• _What to do_
Only the lines below starting at the one containing "positive clicks: (51, 340) (48, 291)" and ending at the one containing "negative clicks: (118, 287) (117, 477)" belong in the answer, each copied exactly.

BEGIN Stored data

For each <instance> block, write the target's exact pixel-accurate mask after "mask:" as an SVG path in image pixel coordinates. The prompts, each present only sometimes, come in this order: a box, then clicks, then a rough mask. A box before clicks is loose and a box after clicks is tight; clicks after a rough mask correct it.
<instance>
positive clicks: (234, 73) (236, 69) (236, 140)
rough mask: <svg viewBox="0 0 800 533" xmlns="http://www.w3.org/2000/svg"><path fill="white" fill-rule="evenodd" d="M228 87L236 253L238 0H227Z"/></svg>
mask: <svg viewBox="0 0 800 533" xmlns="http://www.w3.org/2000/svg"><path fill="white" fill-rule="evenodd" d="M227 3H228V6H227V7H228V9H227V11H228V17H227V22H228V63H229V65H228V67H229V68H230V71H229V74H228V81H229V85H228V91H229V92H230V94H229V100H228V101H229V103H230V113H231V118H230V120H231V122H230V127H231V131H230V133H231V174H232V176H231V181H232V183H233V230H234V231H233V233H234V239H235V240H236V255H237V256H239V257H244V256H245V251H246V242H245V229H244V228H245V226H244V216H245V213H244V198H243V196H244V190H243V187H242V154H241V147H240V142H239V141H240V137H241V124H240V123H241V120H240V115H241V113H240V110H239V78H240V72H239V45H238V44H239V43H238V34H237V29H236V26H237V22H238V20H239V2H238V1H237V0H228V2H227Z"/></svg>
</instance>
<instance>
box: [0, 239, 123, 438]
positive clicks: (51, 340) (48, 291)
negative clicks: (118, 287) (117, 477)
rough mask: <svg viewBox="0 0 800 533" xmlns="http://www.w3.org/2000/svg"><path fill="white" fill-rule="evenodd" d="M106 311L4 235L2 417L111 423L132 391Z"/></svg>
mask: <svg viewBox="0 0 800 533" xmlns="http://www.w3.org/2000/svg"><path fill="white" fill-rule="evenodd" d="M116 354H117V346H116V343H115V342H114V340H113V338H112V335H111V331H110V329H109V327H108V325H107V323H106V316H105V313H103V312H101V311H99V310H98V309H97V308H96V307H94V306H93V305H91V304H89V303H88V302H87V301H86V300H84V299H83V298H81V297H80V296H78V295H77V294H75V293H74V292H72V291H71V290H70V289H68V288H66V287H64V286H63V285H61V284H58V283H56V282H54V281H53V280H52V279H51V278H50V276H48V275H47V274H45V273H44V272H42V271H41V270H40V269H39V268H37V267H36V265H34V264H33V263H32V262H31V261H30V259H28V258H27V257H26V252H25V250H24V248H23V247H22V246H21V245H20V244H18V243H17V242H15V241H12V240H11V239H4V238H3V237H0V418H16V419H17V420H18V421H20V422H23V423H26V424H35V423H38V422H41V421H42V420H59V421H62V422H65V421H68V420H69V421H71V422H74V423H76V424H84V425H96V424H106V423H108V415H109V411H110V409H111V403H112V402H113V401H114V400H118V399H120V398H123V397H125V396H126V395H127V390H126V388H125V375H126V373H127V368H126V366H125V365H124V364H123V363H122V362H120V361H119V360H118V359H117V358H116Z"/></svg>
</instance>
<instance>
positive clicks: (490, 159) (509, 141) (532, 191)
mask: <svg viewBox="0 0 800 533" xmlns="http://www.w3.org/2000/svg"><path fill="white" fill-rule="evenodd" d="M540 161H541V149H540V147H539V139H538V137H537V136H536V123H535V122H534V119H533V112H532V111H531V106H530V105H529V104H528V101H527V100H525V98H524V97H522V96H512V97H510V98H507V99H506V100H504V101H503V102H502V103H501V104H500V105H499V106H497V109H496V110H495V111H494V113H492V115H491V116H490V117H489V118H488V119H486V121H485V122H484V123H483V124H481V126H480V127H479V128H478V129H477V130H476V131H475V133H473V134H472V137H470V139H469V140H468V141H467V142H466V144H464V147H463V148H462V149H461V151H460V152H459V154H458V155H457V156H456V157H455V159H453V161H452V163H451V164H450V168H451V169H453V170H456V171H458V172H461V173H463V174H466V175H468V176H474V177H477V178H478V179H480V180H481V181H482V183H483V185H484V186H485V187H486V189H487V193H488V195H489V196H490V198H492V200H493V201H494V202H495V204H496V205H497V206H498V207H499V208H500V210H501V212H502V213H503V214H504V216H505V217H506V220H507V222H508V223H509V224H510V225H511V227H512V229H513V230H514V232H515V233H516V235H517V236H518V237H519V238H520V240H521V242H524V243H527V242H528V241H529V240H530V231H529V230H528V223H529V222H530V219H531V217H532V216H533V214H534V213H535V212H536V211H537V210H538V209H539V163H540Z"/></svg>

END Stored data

• _Written reply_
positive clicks: (51, 340) (48, 291)
negative clicks: (118, 287) (117, 477)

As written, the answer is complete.